:: TEKS YANG DIKAJI ::
--------------------------------

Berdasarkan kerangka analisis itu, para pengamat wilayah Asia Tenggara sering membanding-bandingkan perkembangan di dua negara:

"Dalam sepuluh tahun, ekonomi Vietnam mengadakan loncatan kuantum dari tahap sepeda ke sepeda motor," demikian observasi seorang wartawan AS. Bangsa yang berjumlah 82 juta ini seperti mesin yang berputar siang-malam, bekerja tanpa henti. Vietnam secara resmi adalah negara komunis, di mana partai komunis yang berkuasa. Tapi budayanya memang pragmatis. Ketika Uni Soviet ambruk pada tahun 1991 dan tetangga raksasa di sebelah Utara, Republik Rakyat Tiongkok, mempraktekkan prinsip ekonomi pasar, maka Vietnam juga menyesuaikan diri. Investasi asing disambut tidak hanya dengan ucapan manis dan janji muluk, tapi dengan tindakan nyata.
Contoh yang sering disebut-sebut akhir-akhir ini adalah kasus investasi perusahaan elektronik Intel Corp. Rencana orisinalnya, ia akan membangun pabrik chip dengan fasilitas uji coba di lokasi seluas 13.500 meter persegi dengan investasi 300 juta dolar AS. Namun, setelah terkesan oleh lingkungan investasi yang kondusif, Intel Corp mengumumkan akan melipatgandakan investasinya itu menjadi sekitar satu miliar dolar AS. Dan lokasinya di luar kota Ho Chi Minh diperluas menjadi 45 ribu meter persegi.
Wakil Presiden Intel Corp Brian Krzanich menerangkan, keputusan itu didasarkan, karena, "Vietnam memiliki penduduk yang dinamis, sistem pendidikan yang bertambah baik, tenaga kerja yang produktif dan pemerintahan yang memandang kedepan. Pada tahun 2009, ketika pabrik itu mulai operasional, sekitar 4 ribu buruh mendapatkan lapangan kerja. Sikap memandang ke depan dan tidak terjerat oleh kemegahan masa-lampau (Vietnam berhasil mengalahkan AS secara strategik) yang ditekankan oleh seorang redaktur dan penulis The New York Times, Roger Cohen, setelah baru-baru ini ia keliling Vietnam. "Budaya Vietnam berfokus ke depan. Kadang-kadang memang perlu kompromi, tapi kemudian maju terus, "tulisnya.

--------------------------------

:: INFORMASI YANG DIBERIKAN ::
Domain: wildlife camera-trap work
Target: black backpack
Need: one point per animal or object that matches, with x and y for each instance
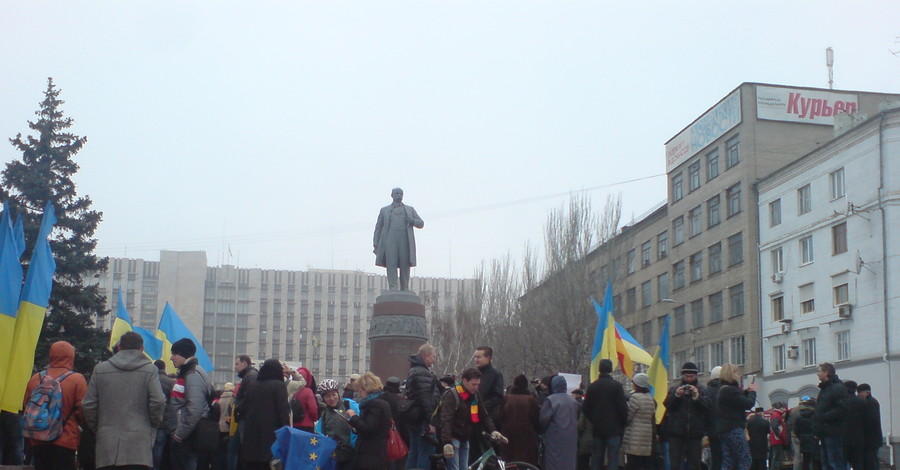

--------------------------------

Lanjutkan teks tentang perkembangan ekonomi Vietnam, mulai setelah kalimat terakhirnya. Daftar di atas tidak perlu digunakan.

Apa yang dikemukakannya Selasa malam dihadapan tokoh-tokoh pemerintah pusat dan yang disampaikannya pada ceramah umum Rabu lalu (29/11) dengan tema "Mengembangkan daya saing dalam lingkungan Global" (terjemahan bahasa Indonesia), merupakan suatu daftar kelemahan-kelemahan yang ada pada diri Indonesia sekarang ini. Kalau disimpulkan, maka diagnosa yang dilakukan Profesor Michael Porter terhadap pasiennya Indonesia, sebagai berikut:
“Perekonomian Indonesia stagnan dan produktivitas rendah karena sejumlah faktor: sistem tenaga kerja tidak efisien, ber-bagai peraturan dan prosedur baik di pusat maupun di daerah yang sering saling bertentangan, infrastruktur yang tidak me- madai. Indonesia berusaha keras menarik investasi asing tapi lingkungan berbisnis justru seperti menolak investasi. Mentalitas yang terlalu memikirkan kepentingan sendiri dalam jangka pendek harus dirubah. Dunia sekarang sedang maju cepat, kalau Indonesia tidak segera melakukan pembenahan diri, maka akan ketinggalan.”
Demikian inti yang tersimpul dalam pesan-pesan Profesor Potter. Ia tidak pergunakan istilah progressive-resistant, tapi jelas, yang dimaksud betapa budaya Indonesia itu seperti menghambat kemajuan. Berbagai cerita aneh-aneh yang dapat kita tampung. Tentang sebuah perusahaan pertambangan internasional yang ingin mengadakan investasi sekitar 2 miliar dolar AS di luar Jawa di lokasi dengan endapan logam yang sudah terbuktikan. Berbagai prosedur dan peraturan diikuti dengan tekun. Namun di mana ada peraturan yang saling bertentangan, sulit menemukan pejabat yang berani mengambil keputusan. Akhirnya, setelah lebih setahun, proses investasinya ngambang terus. Cerita demikian dalam berbagai versi begitu sering kita tampung.